__Work to be completed__:
According to the Markdown reader page, how long after creation do shared documents auto-delete from the server?

READERRDR.IIIK

Drop a Markdown file

or click to browse — .md · .markdown · .txt

Everything happens in your browser — files are read locally and web pages are converted to Markdown on your device. You can also paste a URL or Markdown straight from your clipboard.

READER.IIIK

A Markdown reader with a mission: to get out of the way.

Drop a file (.md / .txt / .markdown), paste copied Markdown or a URL from the clipboard to parse its contents directly in your browser.

Effortless annotation

Select a passage and start typing. Review, edit or delete your notes from the notes panel (press → to show it). Press ↑ and ↓ to navigate them, or use the mouse to go directly where you want.

Export anything

Download or copy a summary of your notes, the annotated document or the original. Everything exports as plain Markdown, and an annotated export can be reimported later with every note intact.

Account-less sharing

Easily share a document as an encrypted hosted copy you can delete at any time1. A document seats up to six annotators: invite people and their notes appear beside yours, or hand out a view-only link that reads but doesn't allow annotation.

To avoid accounts, READER.IIIK relies on encryption keys generated on request: your browser tab is the authentication. Close the tab and the document can no longer be deleted on demand. Documents auto-delete from the server 30 days after creation.

__Given records__:
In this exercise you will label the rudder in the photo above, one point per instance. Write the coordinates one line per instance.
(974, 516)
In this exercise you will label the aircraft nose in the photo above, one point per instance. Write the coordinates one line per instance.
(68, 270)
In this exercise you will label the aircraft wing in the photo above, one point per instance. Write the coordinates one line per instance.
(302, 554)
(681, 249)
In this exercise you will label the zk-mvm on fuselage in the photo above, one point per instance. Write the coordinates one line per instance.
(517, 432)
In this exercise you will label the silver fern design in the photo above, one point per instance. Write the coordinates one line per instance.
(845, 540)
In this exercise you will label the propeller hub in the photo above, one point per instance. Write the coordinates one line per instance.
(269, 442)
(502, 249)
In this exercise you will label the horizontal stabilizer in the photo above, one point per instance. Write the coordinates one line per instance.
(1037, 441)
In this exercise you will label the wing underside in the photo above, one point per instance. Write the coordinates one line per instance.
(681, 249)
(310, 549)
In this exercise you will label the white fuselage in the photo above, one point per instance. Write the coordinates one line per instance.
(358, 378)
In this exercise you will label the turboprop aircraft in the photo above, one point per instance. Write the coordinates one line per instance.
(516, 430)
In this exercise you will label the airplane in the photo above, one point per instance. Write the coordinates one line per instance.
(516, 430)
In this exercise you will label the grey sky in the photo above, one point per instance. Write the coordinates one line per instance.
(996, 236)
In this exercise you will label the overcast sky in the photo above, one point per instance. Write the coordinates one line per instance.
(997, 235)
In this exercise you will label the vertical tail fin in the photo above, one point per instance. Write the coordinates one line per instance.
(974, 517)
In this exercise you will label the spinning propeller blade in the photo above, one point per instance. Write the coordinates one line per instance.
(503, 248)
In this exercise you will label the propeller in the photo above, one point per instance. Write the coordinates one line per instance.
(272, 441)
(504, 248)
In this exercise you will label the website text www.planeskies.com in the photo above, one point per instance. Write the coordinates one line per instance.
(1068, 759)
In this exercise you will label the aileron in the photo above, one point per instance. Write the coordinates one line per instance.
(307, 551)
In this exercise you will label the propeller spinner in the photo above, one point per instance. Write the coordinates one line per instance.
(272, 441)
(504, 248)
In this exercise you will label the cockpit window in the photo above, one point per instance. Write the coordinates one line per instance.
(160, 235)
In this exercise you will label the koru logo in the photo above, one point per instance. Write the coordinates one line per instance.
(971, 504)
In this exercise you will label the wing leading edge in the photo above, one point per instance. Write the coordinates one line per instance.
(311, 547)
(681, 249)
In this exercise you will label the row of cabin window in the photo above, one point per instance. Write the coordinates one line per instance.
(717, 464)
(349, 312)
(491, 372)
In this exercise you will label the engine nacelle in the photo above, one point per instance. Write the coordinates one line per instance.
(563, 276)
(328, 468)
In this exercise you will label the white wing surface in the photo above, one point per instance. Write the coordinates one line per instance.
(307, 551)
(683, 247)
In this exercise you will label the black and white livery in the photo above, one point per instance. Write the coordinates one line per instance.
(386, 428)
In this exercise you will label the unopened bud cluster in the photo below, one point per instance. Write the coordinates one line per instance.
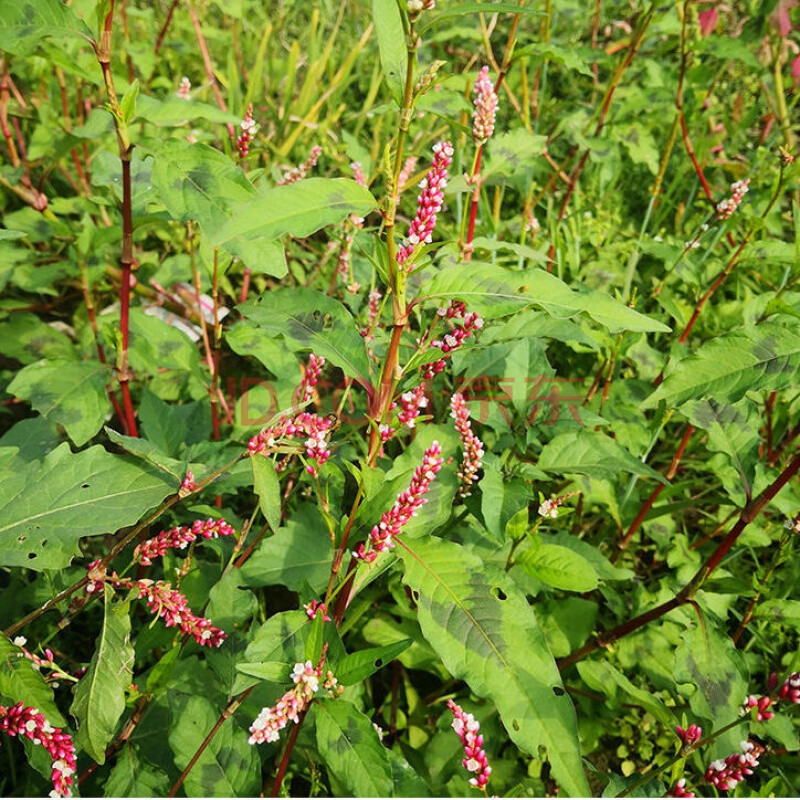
(21, 720)
(726, 207)
(473, 446)
(180, 538)
(483, 116)
(405, 507)
(249, 128)
(429, 202)
(298, 173)
(474, 761)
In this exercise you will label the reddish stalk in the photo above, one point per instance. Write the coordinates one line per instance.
(654, 495)
(747, 515)
(226, 714)
(201, 42)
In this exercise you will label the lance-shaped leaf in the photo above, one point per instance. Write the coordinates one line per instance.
(352, 750)
(71, 393)
(494, 291)
(228, 767)
(497, 647)
(45, 508)
(392, 45)
(24, 23)
(100, 694)
(766, 356)
(310, 321)
(299, 209)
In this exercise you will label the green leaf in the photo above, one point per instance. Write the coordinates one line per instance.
(352, 750)
(296, 553)
(20, 682)
(392, 45)
(228, 767)
(268, 489)
(70, 393)
(766, 356)
(360, 665)
(591, 453)
(708, 660)
(127, 107)
(24, 24)
(46, 508)
(494, 291)
(133, 777)
(559, 567)
(100, 694)
(299, 209)
(603, 677)
(497, 647)
(733, 430)
(310, 321)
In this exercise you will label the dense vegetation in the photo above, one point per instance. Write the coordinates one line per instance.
(376, 371)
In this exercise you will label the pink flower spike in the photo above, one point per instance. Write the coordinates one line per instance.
(404, 508)
(429, 202)
(249, 128)
(171, 606)
(298, 173)
(485, 107)
(467, 727)
(180, 538)
(28, 722)
(790, 691)
(271, 721)
(473, 446)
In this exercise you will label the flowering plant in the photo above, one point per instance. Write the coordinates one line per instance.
(399, 403)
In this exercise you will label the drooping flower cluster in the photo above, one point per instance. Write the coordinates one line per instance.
(271, 721)
(171, 606)
(429, 202)
(249, 127)
(405, 507)
(315, 607)
(298, 173)
(467, 727)
(307, 386)
(473, 446)
(679, 790)
(26, 721)
(311, 426)
(691, 735)
(46, 663)
(483, 115)
(761, 704)
(180, 538)
(790, 691)
(726, 207)
(164, 601)
(410, 405)
(726, 773)
(465, 324)
(373, 310)
(184, 90)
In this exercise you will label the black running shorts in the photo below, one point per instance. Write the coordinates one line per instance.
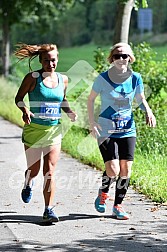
(117, 148)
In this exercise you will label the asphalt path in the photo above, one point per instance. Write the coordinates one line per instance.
(80, 228)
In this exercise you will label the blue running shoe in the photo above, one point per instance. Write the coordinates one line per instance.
(26, 194)
(50, 216)
(120, 213)
(100, 202)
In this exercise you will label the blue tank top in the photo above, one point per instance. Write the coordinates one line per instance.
(45, 102)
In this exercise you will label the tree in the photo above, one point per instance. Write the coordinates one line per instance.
(14, 11)
(124, 8)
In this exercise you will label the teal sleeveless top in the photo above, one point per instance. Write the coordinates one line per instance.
(45, 102)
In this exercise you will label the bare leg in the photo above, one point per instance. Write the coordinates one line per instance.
(51, 156)
(33, 156)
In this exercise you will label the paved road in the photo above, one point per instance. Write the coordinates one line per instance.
(80, 227)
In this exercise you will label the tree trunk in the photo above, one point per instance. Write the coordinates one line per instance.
(121, 33)
(5, 47)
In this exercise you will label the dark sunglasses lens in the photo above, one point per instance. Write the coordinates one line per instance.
(118, 56)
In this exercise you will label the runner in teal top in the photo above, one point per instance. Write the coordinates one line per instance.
(115, 129)
(42, 130)
(116, 117)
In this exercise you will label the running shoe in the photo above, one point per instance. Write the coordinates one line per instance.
(100, 202)
(120, 213)
(26, 194)
(50, 216)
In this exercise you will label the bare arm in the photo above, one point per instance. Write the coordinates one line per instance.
(90, 106)
(65, 105)
(143, 104)
(25, 87)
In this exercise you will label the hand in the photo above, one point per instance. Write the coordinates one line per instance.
(150, 119)
(72, 115)
(27, 116)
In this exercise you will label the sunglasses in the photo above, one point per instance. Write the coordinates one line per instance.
(118, 56)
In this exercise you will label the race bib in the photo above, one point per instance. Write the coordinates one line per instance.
(120, 124)
(50, 110)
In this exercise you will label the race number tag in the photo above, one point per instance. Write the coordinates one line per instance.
(50, 110)
(120, 124)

__Answer to the exercise__:
30 days